_Passage given_
※

GPU accelerated painting

So browsers started moving painting to the GPU, too.

Paint and composite handled by the GPU

Browsers are still in the process of making this shift. Some browsers paint on the GPU all of the time, while others only do it on certain platforms (like only on Windows, or only on mobile devices).

Painting on the GPU does a few things. It frees up the CPU to spend all of its time doing things like JavaScript and layout. Plus, GPUs are much faster at drawing pixels than CPUs are, so it speeds painting up. It also means less data needs to be copied from the CPU to the GPU.

But maintaining this division between paint and composite still has some costs, even when they are both on the GPU. This division also limits the kinds of optimizations that you can use to make the GPU do its work faster.

This is where WebRender comes in. It fundamentally changes the way we render, removing the distinction between paint and composite. This gives us a way to tailor the performance of our renderer to give you the best user experience on today’s web, and to best support the use cases that you will see on tomorrow’s web.

This means we don’t just want to make frames render faster… we want to make them render more consistently and without jank. And even when there are lots of pixels to draw, like on 4k displays or WebVR headsets, we still want the experience to be just as smooth.

※

_Challenges_
(a) In the passage on GPU-accelerated painting, what distinction does WebRender remove?
(b) Transcribe the passage on GPU-accelerated painting from "GPU accelerated painting" up to and including "to the GPU.".
The lines after this point come from a different source.

_Records provided_
※

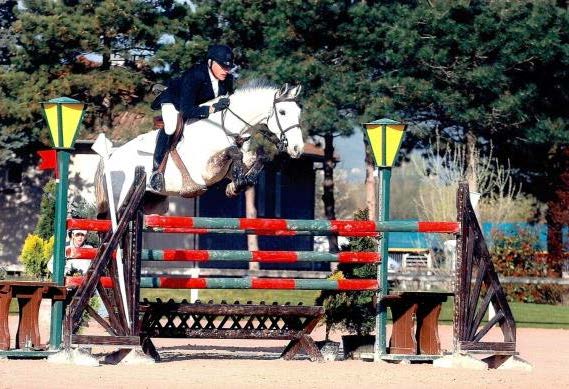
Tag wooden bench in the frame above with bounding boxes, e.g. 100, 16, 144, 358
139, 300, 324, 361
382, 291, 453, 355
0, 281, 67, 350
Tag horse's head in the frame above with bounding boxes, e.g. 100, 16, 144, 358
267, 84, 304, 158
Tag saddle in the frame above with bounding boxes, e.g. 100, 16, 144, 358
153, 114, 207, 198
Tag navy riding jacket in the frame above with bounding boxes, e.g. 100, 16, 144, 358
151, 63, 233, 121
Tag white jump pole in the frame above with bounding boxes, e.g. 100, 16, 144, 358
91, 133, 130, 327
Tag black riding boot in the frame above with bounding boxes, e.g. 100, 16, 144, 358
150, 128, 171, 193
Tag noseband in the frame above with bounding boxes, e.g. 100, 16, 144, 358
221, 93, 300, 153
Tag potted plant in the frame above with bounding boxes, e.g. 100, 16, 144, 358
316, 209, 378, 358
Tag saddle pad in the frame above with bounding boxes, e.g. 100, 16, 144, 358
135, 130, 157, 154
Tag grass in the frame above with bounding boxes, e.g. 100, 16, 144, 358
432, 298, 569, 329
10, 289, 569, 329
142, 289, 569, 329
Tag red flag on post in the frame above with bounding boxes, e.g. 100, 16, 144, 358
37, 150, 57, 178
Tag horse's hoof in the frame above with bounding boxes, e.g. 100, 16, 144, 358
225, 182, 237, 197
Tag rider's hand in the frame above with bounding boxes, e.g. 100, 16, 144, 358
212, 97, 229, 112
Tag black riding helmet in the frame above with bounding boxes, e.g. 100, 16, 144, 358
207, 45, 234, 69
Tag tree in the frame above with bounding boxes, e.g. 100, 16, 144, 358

※

_Responses by task_
(a) WebRender removes the distinction between paint and composite.

(b)
GPU accelerated painting

So browsers started moving painting to the GPU, too.

Paint and composite handled by the GPU

Browsers are still in the process of making this shift. Some browsers paint on the GPU all of the time, while others only do it on certain platforms (like only on Windows, or only on mobile devices).

Painting on the GPU does a few things. It frees up the CPU to spend all of its time doing things like JavaScript and layout. Plus, GPUs are much faster at drawing pixels than CPUs are, so it speeds painting up. It also means less data needs to be copied from the CPU to the GPU.